Extracted information:
■ ■ ■ ■ ■ ■ ■
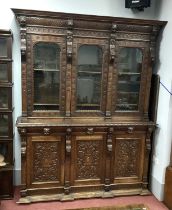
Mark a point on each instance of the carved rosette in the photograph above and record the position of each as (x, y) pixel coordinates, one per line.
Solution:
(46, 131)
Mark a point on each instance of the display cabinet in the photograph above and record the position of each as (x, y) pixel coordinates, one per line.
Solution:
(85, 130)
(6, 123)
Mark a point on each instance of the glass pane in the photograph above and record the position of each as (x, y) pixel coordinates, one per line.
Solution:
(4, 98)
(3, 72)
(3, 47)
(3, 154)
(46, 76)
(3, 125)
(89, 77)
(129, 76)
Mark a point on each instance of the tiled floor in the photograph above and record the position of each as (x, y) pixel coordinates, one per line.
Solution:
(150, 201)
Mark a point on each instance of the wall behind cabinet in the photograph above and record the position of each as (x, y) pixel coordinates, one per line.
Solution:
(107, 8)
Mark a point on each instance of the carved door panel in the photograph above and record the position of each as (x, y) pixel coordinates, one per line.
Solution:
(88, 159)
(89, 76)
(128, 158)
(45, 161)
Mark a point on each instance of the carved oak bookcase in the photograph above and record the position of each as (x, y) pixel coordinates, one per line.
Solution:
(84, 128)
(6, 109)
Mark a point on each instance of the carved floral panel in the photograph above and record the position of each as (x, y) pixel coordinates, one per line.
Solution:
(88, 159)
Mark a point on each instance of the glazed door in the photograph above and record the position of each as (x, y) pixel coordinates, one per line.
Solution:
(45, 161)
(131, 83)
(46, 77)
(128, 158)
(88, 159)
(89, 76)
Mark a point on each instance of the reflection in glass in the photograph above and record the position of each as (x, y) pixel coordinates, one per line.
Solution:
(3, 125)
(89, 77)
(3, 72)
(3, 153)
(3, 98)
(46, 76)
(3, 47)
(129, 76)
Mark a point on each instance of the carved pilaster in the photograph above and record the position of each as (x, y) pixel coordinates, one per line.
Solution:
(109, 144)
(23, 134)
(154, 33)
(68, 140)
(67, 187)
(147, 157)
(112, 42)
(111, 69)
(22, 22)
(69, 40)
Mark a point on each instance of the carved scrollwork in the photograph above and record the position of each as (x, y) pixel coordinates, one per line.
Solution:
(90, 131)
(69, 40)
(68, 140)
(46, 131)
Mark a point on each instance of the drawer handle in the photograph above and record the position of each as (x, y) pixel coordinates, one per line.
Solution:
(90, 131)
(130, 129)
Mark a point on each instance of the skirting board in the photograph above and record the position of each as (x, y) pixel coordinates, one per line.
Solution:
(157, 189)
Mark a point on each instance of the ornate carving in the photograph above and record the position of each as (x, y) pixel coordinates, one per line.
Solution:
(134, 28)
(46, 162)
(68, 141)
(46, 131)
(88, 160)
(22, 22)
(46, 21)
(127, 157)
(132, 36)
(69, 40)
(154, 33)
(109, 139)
■ ■ ■ ■ ■ ■ ■
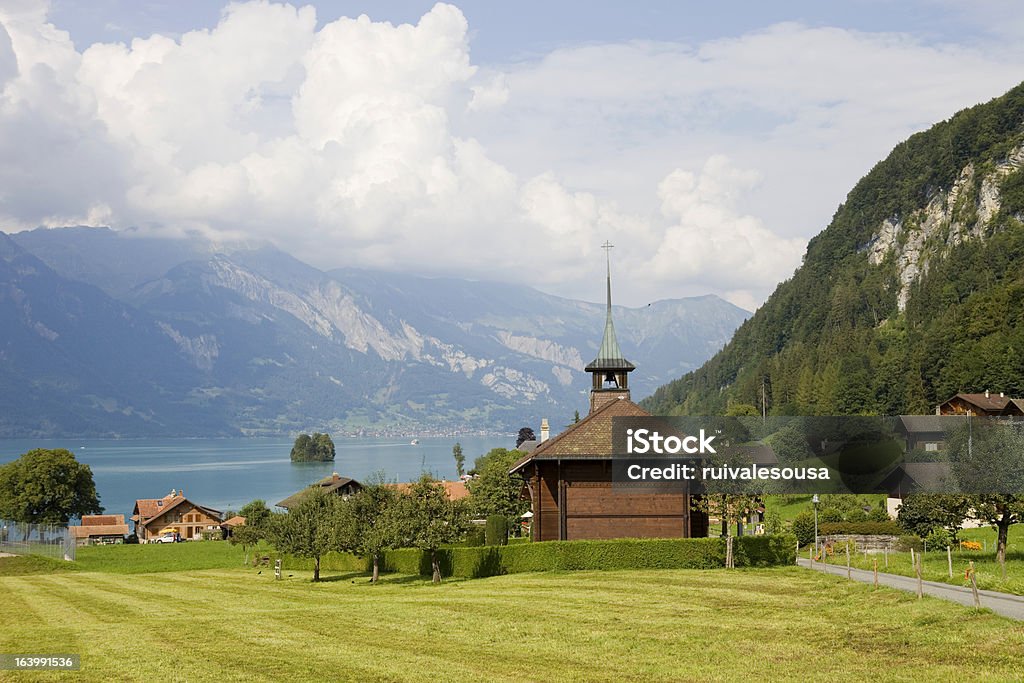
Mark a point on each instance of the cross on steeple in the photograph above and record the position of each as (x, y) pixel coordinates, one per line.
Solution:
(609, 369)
■ ■ ■ ■ ■ ■ ■
What you have to do:
Copy out each line of the records where the word "door" appears.

Solution below:
Mark a point on each instance of the carved door panel in the photograph above and record the position of each as (x, y) pixel coordinates, one per line.
Mark a point on each instance of the glazed door in the photograph above and record the position of each as (x, y) pixel coordinates, one per line.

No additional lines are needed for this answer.